TASKS:
a – Answer these questions using the travel-time text:
(i) In what year did Weiss et al. publish their global map of travel time to cities?
(ii) What population must a city exceed for the raster downloaded here?
(iii) What max value is shown for travel_time?
b – Please reproduce the travel-time text between "Here, we’ll take" and "0.008333333 (x, y)", inclusive.
c – Turn the paragraph of the travel-time text that begins "Weiss et al. published" into a short bulleted list that keeps its main facts.

TEXT PROVIDED:
Now, let’s download some raster data and have a look at it.
Weiss et al. published a very useful global map of travel time to cities in 2018, based on the world as in 2015. Have a read of the paper: the ultimate map of travel time to cities is a derived output from a global friction surface of travel time, where the value of each pixel is the amount of time it takes to traverse it given the landscape and transport infrastructure.
Amelia Bertozzi-Villa has a medium post describing how to use the friction surface for an arbitrary set of reference points. Using healthcare centres as reference points, Weiss et al. subsequently used the friction surface to examine access to healthcare.
Here, we’ll take a raster of the derived output, the estimated travel time to the nearest city of population greater than 50,000 people.
# download the travel time raster:
#malariaAtlas::listRaster() # run this to check which rasters are avail
travel_time <- malariaAtlas::getRaster(dataset_id = "Accessibility__201501_Global_Travel_Time_to_Cities",
shp = nigeria)
## <GMLEnvelope>
## ....|-- lowerCorner: 4.2771 2.6684
## ....|-- upperCorner: 13.901 14.6781Start tag expected, '<' not found
travel_time
## class : SpatRaster
## dimensions : 1155, 1441, 1 (nrow, ncol, nlyr)
## resolution : 0.008333333, 0.008333333 (x, y)
## extent : 2.666667, 14.675, 4.275, 13.9 (xmin, xmax, ymin, ymax)
## coord. ref. : lon/lat WGS 84 (EPSG:4326)
## source(s) : memory
## varname : Accessibility__201501_Global_Travel_Time_to_Cities_4.2771,2.6684,13.901,14.6781
## name : Travel Time to Cities
## min value : 0
## max value : 978
Our freshly downloaded travel_time is a
SpatRaster, the raster format as represented in the
terra package. A raster is a gridded dataset of
values associated with two-dimensional coordinates (i.e., longitude and
latitude), with a specific resolution, extent, and coordinate
reference system.
Let’s have a look at our raster:
# base graphics:
plot(travel_time, main = "Travel time to cities in Nigeria")

INPUT DATA:
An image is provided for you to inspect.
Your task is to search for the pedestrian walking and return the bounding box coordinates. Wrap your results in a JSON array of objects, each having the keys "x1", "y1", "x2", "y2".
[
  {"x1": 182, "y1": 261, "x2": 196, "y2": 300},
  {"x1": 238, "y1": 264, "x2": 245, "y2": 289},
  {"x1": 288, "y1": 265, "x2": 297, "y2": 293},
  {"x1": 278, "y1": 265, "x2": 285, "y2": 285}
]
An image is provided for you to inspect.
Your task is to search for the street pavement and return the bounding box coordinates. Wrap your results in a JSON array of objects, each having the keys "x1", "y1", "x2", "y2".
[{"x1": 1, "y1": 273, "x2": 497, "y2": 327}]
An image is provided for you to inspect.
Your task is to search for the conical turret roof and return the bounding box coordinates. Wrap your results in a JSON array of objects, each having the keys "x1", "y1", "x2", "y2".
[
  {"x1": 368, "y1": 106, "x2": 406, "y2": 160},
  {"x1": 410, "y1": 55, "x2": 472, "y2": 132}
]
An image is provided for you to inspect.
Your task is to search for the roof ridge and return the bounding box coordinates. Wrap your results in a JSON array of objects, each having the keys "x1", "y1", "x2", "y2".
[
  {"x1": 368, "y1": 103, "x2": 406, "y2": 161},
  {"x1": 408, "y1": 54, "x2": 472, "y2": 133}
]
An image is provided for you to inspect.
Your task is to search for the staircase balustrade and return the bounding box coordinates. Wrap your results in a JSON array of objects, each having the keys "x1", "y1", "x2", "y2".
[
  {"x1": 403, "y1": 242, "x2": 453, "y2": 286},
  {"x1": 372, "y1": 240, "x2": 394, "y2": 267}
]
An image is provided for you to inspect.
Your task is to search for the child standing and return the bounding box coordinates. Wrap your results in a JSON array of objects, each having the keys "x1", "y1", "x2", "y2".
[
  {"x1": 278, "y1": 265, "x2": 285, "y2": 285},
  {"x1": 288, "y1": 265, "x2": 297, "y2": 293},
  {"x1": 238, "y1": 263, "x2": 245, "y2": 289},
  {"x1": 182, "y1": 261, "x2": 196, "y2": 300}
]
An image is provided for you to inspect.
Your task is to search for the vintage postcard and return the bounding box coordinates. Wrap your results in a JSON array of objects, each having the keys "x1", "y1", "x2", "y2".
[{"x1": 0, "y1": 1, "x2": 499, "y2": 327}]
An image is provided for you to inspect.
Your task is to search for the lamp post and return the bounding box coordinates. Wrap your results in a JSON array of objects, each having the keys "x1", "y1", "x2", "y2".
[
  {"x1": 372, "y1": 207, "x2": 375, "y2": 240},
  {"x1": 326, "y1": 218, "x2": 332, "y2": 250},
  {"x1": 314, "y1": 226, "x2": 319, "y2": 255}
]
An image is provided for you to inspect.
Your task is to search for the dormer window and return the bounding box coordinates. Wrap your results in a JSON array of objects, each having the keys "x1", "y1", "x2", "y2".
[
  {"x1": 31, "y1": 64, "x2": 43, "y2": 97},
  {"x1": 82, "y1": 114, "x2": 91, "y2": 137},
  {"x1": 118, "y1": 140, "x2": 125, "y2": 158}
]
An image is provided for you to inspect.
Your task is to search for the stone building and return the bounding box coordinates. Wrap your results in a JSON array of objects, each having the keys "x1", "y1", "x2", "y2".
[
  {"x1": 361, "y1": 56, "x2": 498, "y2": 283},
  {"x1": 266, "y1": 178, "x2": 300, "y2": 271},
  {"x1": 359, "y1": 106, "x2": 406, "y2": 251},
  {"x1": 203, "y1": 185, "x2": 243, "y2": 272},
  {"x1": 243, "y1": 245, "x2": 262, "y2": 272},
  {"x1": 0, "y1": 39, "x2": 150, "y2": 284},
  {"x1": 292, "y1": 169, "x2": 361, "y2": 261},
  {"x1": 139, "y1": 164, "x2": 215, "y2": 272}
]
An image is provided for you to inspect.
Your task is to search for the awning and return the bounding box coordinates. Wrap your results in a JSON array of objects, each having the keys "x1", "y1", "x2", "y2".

ANSWERS TO EACH TASK:
a –
(i) 2018
(ii) 50,000 people
(iii) 978

b –
Here, we’ll take a raster of the derived output, the estimated travel time to the nearest city of population greater than 50,000 people.
# download the travel time raster:
#malariaAtlas::listRaster() # run this to check which rasters are avail
travel_time <- malariaAtlas::getRaster(dataset_id = "Accessibility__201501_Global_Travel_Time_to_Cities",
shp = nigeria)
## <GMLEnvelope>
## ....|-- lowerCorner: 4.2771 2.6684
## ....|-- upperCorner: 13.901 14.6781Start tag expected, '<' not found
travel_time
## class : SpatRaster
## dimensions : 1155, 1441, 1 (nrow, ncol, nlyr)
## resolution : 0.008333333, 0.008333333 (x, y)

c –
- Weiss et al. published a global map of travel time to cities in 2018.
- The map is based on the world as it was in 2015.
- It is derived from a global friction surface of travel time.
- In that surface, each pixel's value is the time it takes to cross it, given the landscape and transport infrastructure.